[START DOCUMENT PASSAGE]

An easily hyped up girl who goes crazy over Tokio Hotel and is a diehard fan of Bill Kaulitz. She dreams of being thin one day, or perhaps having her own dance concert, which both are very impossible.
I don't know what the heck is wrong with me these few days, i've been crying and crying again and again when no one's around.
You know, i am truely lucky to have my dad as, my dad lah! Haha. I don't know how much he sacrificed for me, i don't know how much love he has given me. All i know is, take everything for granted. Wait, let me get the tissue box before i continue. My tears are wetting the keyboard.
Back. Okay, when i say take things for granted, i don't just mean ungrateful, i mean totally rude. I hate it when he is so nice and i just snap and shouts back at him, i will totally regret after that. Usually i'll just feel guilty, now, i feel like KILLING MYSELF. How can i do that to him? FOR HEAVEN'S SAKE HE IS MY DAD! I don't know why i'm even doing this to him, it's so unfair that he gives everything to me but gets nothing back, nothing other than bad attitudes. I don't even wanna share my love with my own dad, what the hell am i? I'M NOT EVEN A HUMAN BEING.

[END DOCUMENT PASSAGE]
[START PROVIDED DATA]

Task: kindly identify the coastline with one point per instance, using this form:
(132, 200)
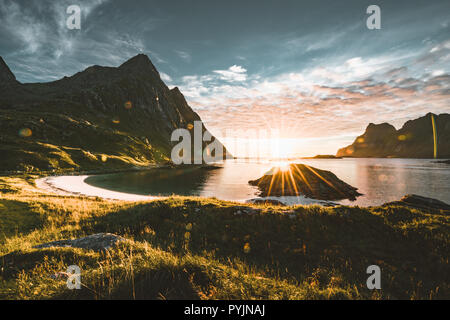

[END PROVIDED DATA]

**TASK OBJECTIVE:** Continue the blog post above about the writer's regret over treating their dad badly, starting right after its last sentence.

**EXERCISE RESULT:**
When i was in the shower today, i suddenly thought of all the things i've done. I couldn't control my tears at all. I bet i've cried for almost 20min, i didn't even know if the water on my face was tap water or tears. There was water all over my face and i couldn't even breathe! It was choking. That was the word i thought of then, choking. At the end, when i was drying myself, i looked super freaky. My face was pale like flour with red, puffy fishball eyes and a red nose. Somehow my lips were swollen also. I always look freaky after i cry. I looked myself and thought,"This should be what i look like if i continue treating my dad without respect."
I know i love him but i can't say it out. I know, sometimes we just say "I love you" to our friends, that's easy compared to saying it to my dad. It's a deeper feeling you know? Someone that has loved every single bit about you and has loved you since the moment you were born and you know this will continue forever. It's like, you can't live without that person. I hope one day i can say it to my dad, but i bet i will be crying and sobbing after i've said it. I BET.
Dad? Do you hear me? I love you, i love you so much. You're the best dad ever and i'm proud to be your daughter :)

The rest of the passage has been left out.